» **WHAT YOU SHOULD DO**:
Transcribe all of the material below word for word and leave out its pictures.

Extracted records:
—————

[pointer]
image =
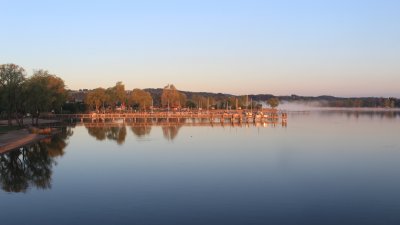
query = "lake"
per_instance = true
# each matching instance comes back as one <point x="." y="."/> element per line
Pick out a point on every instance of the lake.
<point x="324" y="167"/>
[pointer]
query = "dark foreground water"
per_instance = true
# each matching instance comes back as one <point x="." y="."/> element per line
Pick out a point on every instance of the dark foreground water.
<point x="332" y="167"/>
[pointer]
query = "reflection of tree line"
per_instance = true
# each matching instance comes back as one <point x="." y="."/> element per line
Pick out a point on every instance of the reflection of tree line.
<point x="118" y="133"/>
<point x="31" y="166"/>
<point x="390" y="114"/>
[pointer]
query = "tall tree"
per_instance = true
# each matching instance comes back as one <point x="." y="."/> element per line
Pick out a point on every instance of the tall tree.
<point x="140" y="98"/>
<point x="11" y="85"/>
<point x="117" y="94"/>
<point x="273" y="102"/>
<point x="46" y="92"/>
<point x="171" y="97"/>
<point x="96" y="98"/>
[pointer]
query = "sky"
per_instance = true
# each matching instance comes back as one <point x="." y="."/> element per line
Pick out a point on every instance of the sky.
<point x="348" y="48"/>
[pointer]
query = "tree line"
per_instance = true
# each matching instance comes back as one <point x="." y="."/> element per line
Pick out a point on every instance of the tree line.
<point x="43" y="92"/>
<point x="21" y="95"/>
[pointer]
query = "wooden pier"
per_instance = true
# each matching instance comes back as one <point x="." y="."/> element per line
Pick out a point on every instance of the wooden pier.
<point x="212" y="116"/>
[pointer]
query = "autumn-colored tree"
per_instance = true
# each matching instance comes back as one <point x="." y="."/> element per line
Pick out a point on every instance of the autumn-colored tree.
<point x="273" y="102"/>
<point x="171" y="97"/>
<point x="96" y="98"/>
<point x="12" y="78"/>
<point x="140" y="98"/>
<point x="117" y="94"/>
<point x="46" y="92"/>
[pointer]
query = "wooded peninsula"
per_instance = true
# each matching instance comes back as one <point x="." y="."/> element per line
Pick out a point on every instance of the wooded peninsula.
<point x="43" y="92"/>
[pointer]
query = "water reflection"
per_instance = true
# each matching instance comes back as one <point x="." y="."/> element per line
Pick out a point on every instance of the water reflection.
<point x="31" y="166"/>
<point x="102" y="132"/>
<point x="141" y="131"/>
<point x="170" y="127"/>
<point x="170" y="132"/>
<point x="354" y="113"/>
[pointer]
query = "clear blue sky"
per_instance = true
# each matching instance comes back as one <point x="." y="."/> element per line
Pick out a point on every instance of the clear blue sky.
<point x="342" y="48"/>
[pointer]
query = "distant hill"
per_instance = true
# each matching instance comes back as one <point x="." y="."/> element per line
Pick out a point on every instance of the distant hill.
<point x="323" y="100"/>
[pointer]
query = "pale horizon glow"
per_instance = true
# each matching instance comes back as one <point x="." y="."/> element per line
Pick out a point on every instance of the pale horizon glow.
<point x="312" y="48"/>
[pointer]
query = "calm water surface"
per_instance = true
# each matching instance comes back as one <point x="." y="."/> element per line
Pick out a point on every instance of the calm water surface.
<point x="325" y="167"/>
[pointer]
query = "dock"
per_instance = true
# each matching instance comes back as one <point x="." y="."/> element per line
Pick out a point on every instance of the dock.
<point x="210" y="116"/>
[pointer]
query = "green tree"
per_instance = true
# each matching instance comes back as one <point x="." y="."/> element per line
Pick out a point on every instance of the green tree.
<point x="273" y="102"/>
<point x="117" y="94"/>
<point x="140" y="98"/>
<point x="45" y="92"/>
<point x="171" y="97"/>
<point x="12" y="78"/>
<point x="96" y="98"/>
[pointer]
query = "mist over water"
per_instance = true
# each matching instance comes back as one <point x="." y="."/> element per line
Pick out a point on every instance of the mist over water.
<point x="325" y="167"/>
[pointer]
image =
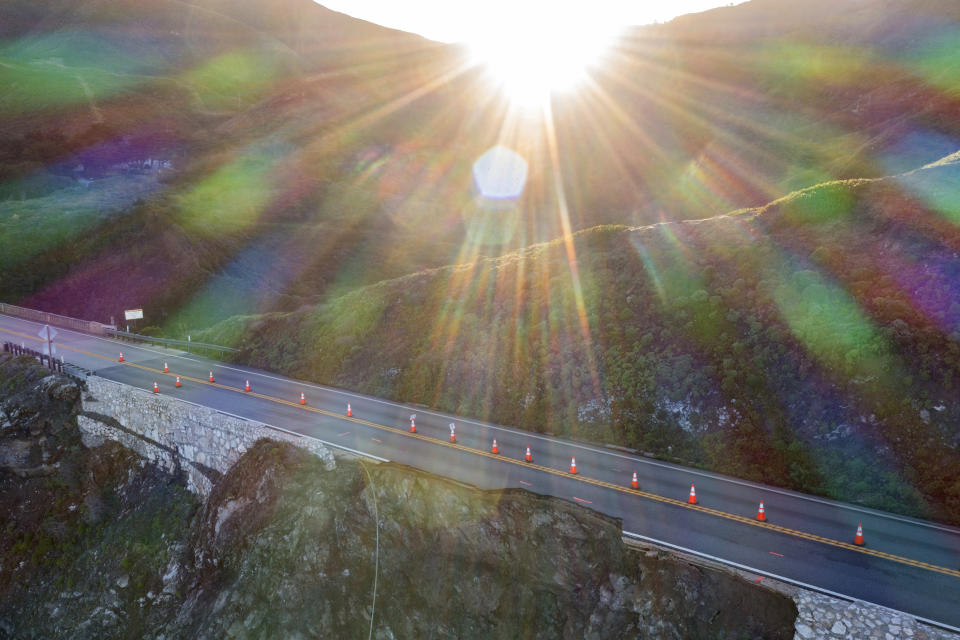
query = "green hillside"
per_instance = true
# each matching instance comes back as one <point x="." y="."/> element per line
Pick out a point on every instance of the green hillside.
<point x="296" y="153"/>
<point x="813" y="343"/>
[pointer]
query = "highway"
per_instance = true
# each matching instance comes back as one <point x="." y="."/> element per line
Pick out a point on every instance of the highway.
<point x="906" y="564"/>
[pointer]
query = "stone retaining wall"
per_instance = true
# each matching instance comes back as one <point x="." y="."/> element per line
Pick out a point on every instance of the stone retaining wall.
<point x="176" y="434"/>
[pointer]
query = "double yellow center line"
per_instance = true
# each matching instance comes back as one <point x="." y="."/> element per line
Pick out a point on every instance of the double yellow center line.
<point x="529" y="465"/>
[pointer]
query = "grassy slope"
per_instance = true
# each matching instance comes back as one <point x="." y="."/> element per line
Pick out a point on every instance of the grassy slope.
<point x="371" y="183"/>
<point x="813" y="343"/>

—————

» **EXERCISE OUTPUT**:
[pointer]
image =
query = "lake"
per_instance = true
# each matching instance comes back as one <point x="." y="."/> element per line
Pick out a point on every instance of the lake.
<point x="324" y="167"/>
[pointer]
query = "dark foreground water"
per_instance = true
# each matching instance comes back as one <point x="." y="."/> element per line
Pick out a point on every instance of the dark foreground water.
<point x="332" y="167"/>
[pointer]
query = "reflection of tree line"
per_instance = true
# each matching instance comes back as one <point x="." y="."/> element per line
Pick out a point on every instance of the reflection of tree line.
<point x="118" y="133"/>
<point x="31" y="166"/>
<point x="390" y="114"/>
[pointer]
query = "tall tree"
per_instance = true
# each matching instance comes back as one <point x="." y="."/> element per line
Pick out a point on every instance of the tall tree.
<point x="140" y="98"/>
<point x="11" y="85"/>
<point x="117" y="94"/>
<point x="273" y="102"/>
<point x="46" y="92"/>
<point x="171" y="97"/>
<point x="96" y="98"/>
[pointer]
query = "sky"
per_instance = true
# each matching instance comes back as one <point x="." y="."/> element per line
Pick out a point on every instance of the sky.
<point x="348" y="48"/>
[pointer]
query = "tree line"
per_instance = true
# each matching instance comes back as one <point x="." y="."/> element per line
Pick out a point on every instance of the tree line.
<point x="43" y="92"/>
<point x="21" y="95"/>
[pointer]
query = "wooden pier"
per_instance = true
# each matching instance comes back as one <point x="." y="."/> element per line
Pick out a point on every instance of the wooden pier.
<point x="212" y="116"/>
[pointer]
query = "autumn-colored tree"
per_instance = true
# each matching instance comes back as one <point x="." y="."/> element per line
Pick out a point on every instance of the autumn-colored tree.
<point x="273" y="102"/>
<point x="171" y="97"/>
<point x="96" y="98"/>
<point x="12" y="78"/>
<point x="140" y="98"/>
<point x="117" y="94"/>
<point x="46" y="92"/>
[pointer]
query = "wooded peninsula"
per_instance = true
# each matching instance comes back as one <point x="." y="."/> element per line
Pick out a point on every instance of the wooded peninsula.
<point x="43" y="92"/>
[pointer]
query = "water reflection"
per_instance = true
# each matching instance comes back as one <point x="." y="."/> element per line
Pick out a point on every instance of the water reflection.
<point x="31" y="166"/>
<point x="102" y="132"/>
<point x="141" y="131"/>
<point x="170" y="127"/>
<point x="170" y="132"/>
<point x="354" y="113"/>
[pointer]
query = "clear blue sky"
per_instance = true
# each matching instance comes back as one <point x="." y="."/> element per line
Pick out a point on every instance of the clear blue sky.
<point x="342" y="48"/>
[pointer]
query = "distant hill"
per_instance = true
# each matching instance comes back as one <point x="." y="."/> element per line
Pick out a point on every instance of the distant hill.
<point x="323" y="100"/>
[pointer]
query = "pale horizon glow"
per_instance = true
# each matching instance comes back as one <point x="." y="."/> element per line
Pick out a point on every instance of the pale horizon glow.
<point x="312" y="48"/>
[pointer]
query = "calm water surface"
per_instance = true
# each matching instance comes back as one <point x="." y="."/> element per line
Pick out a point on every instance of the calm water surface.
<point x="325" y="167"/>
[pointer]
query = "dock"
per_instance = true
# each matching instance comes back as one <point x="." y="."/> element per line
Pick out a point on every instance of the dock.
<point x="210" y="116"/>
[pointer]
query = "green tree"
per_instance = true
# each matching instance comes back as one <point x="." y="."/> element per line
Pick out a point on every instance of the green tree.
<point x="273" y="102"/>
<point x="117" y="94"/>
<point x="140" y="98"/>
<point x="45" y="92"/>
<point x="171" y="97"/>
<point x="12" y="78"/>
<point x="96" y="98"/>
[pointer]
query = "mist over water"
per_instance = true
# each matching instance comes back as one <point x="." y="."/> element per line
Pick out a point on every instance of the mist over water.
<point x="325" y="167"/>
[pointer]
image =
query = "green hillside"
per_instance = true
# each matching instance comes back as one <point x="." y="."/> element per line
Pick out a point on every instance of the green hillside.
<point x="296" y="153"/>
<point x="813" y="343"/>
[pointer]
query = "highway"
per_instance = true
# each matching instance comes back as one <point x="." y="."/> element per line
Pick out a point on every instance of the highway.
<point x="906" y="564"/>
[pointer]
query = "stone retaining wall"
per_instance = true
# each matching instance comes back as one <point x="." y="."/> element per line
Pick out a point on every instance of the stone retaining wall.
<point x="176" y="434"/>
[pointer]
query = "double yellow center line"
per_instance = true
# each matching instance comes back as one <point x="." y="."/> element per line
Pick out a point on every instance of the double yellow center line.
<point x="529" y="465"/>
[pointer]
query = "grassy slope"
per_instance = true
# each matching instance comes back as one <point x="." y="."/> element per line
Pick out a point on every instance of the grassy slope.
<point x="371" y="183"/>
<point x="813" y="343"/>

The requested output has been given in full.